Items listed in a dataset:

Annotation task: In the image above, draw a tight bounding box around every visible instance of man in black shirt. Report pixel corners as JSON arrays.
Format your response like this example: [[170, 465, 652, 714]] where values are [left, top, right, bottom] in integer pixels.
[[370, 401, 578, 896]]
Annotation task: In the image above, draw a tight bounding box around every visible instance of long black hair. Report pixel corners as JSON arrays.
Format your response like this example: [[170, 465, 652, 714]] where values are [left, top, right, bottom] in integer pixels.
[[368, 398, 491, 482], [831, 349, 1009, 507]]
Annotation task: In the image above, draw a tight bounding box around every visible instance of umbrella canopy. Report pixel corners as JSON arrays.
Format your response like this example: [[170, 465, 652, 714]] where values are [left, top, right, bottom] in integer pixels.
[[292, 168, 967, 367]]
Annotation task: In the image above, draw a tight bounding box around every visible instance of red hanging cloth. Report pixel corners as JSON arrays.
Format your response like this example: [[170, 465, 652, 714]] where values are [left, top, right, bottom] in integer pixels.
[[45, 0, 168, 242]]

**Work to be completed**
Rewrite the lines above, switching every "tight bounding box" to "close-fitting bounding box" and keeping everything else the same.

**Result**
Annotation task: In the image above, draw a close-fitting bounding box around every visible instance of man in black shirt. Report pixel corners as JSON arrays.
Format your response like this example: [[170, 465, 652, 714]] where values are [left, top, right, bottom] in integer pixels.
[[370, 401, 578, 896]]
Annotation task: In the image above, draw a close-fitting bounding box around every visible instance of long black hair. Report pixel corners as JSON arrays.
Format your response like this example: [[170, 465, 652, 714]] where values are [left, top, right, bottom] in integer pixels.
[[368, 398, 491, 482], [831, 349, 1009, 507]]
Annotation task: In the image above, draw a close-fitting bounding box around every visible instance of umbrella canopy. Report pixel corners as JSON arrays.
Format your response like this example: [[170, 465, 652, 714]] where values are [left, top, right, bottom] in integer pixels.
[[292, 168, 967, 367]]
Annotation task: In the image above, draw a close-fitting bounding box around every visible instance of red hanging cloth. Report pixel corners as JSON arrays.
Format your response like this example: [[170, 465, 652, 714]] where values are [left, top, right, bottom] in integer pixels.
[[45, 0, 168, 242]]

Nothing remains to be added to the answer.